Object position labeling rows

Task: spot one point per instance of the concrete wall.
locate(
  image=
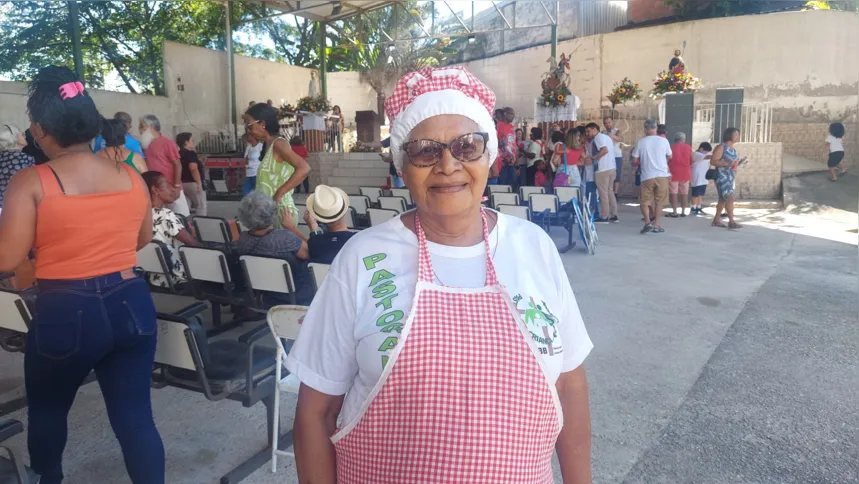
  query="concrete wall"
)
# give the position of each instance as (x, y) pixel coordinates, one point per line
(13, 105)
(806, 78)
(204, 75)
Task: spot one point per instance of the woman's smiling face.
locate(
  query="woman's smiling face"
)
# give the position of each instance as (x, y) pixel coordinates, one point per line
(450, 187)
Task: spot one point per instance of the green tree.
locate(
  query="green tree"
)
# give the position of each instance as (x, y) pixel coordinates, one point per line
(116, 36)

DIRECTIONS: Reproduce every row above word for word, omitting the pictures.

ANSWER TO THE EXERCISE:
Task: spot one point per instance of the concrete wall.
locate(
  image=
  query="concrete wall"
)
# give the position of each instance as (x, y) pixel coordinates, one point per line
(13, 105)
(806, 78)
(204, 75)
Task: spot one point per instance of the woman's smiling face.
locate(
  query="woman's smiling face"
)
# give the position of each instance as (x, y) pixel coordinates, one point per line
(450, 187)
Task: spot one point per instance of the green tree.
locate(
  query="green tree"
)
# give the position of each instance as (x, y) pixel coordinates, one point per line
(116, 36)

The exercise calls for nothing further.